SOURCE PASSAGE –
------------------------------------
Intuition is more powerful than logic!
As a final clue as to why strategic innovation and ROI might not be compatible, we can step once more into the domain of human decision-making. My long-term claim that human decisions are mostly emotional was recently supported by research discussed in a Havard Business Review article titled: “When Emotional Reasoning Trumps IQ.” In a study a group of managers were asked to contemplate strategic and tactical problems while being brain-scanned by fMRI, to show which areas of the brain are the most active. The YouTube video is not related to the article, but just illustrates the detail of brain activity that can be achieved today. We still know little about what exactly each brain areas does, but also here it is technology that drives innovation.
Surprisingly (not to me), the people who performed best DID NOT rely on the rational, abstract thinking abilities of the prefrontal cortex. They mostly employed the insula (emotional response), the anterior cingulate cortex (emotional memory), and for tactical (execution) problems also the superior temporal sulcus (emotional human interaction). A bit more bluntly put: If the best strategic decisions are not rational, how could they be related to numbers? Great executives use emotional decision-making for strategic-thinking, because they intuitively know that the number games do not predict the future!
One year ago, Financial Times Columnist Stefan Stern asked if old-style business strategy was dead, because how can you have a strategy when there is no way of knowing what the future will bring? Stern said that in times like these (a.k.a. financial crisis) an ‘adaptive’ strategy is needed that needs access to good business data to allow quick reactions. I do not agree, because a strategy is about objectives and principles and not numbers. I propose that a good strategy does not need ‘adaptation’ or changes when the market conditions change. A good strategy provides the business with the resilience to deal with change. Like the strategy employed by the human immune system, where resilience is achieved by white blood cells attacking the baddies directly and not needing a doctor who first analyzes the blood and only then can prescribe some antibiotic that might work or not.
------------------------------------
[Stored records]
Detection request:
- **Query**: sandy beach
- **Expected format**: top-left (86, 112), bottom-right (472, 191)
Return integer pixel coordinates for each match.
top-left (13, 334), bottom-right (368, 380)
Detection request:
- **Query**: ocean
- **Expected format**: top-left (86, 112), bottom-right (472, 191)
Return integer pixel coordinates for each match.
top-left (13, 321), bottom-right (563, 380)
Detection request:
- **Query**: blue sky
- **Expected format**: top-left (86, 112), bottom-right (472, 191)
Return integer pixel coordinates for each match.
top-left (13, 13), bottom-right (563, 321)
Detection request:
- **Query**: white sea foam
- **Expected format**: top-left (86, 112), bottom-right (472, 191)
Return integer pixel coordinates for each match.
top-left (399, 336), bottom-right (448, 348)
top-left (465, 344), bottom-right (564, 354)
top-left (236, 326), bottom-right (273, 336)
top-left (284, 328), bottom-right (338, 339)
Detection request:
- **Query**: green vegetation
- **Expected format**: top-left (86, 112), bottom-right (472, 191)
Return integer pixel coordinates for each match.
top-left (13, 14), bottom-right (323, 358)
------------------------------------
EXERCISE – Rewrite the part of the source passage that opens with the words containing "One year ago, Financial" and closes with "work or not.", switching "white blood cells" to "immune cells" throughout.

TASK SOLUTION –
One year ago, Financial Times Columnist Stefan Stern asked if old-style business strategy was dead, because how can you have a strategy when there is no way of knowing what the future will bring? Stern said that in times like these (a.k.a. financial crisis) an ‘adaptive’ strategy is needed that needs access to good business data to allow quick reactions. I do not agree, because a strategy is about objectives and principles and not numbers. I propose that a good strategy does not need ‘adaptation’ or changes when the market conditions change. A good strategy provides the business with the resilience to deal with change. Like the strategy employed by the human immune system, where resilience is achieved by immune cells attacking the baddies directly and not needing a doctor who first analyzes the blood and only then can prescribe some antibiotic that might work or not.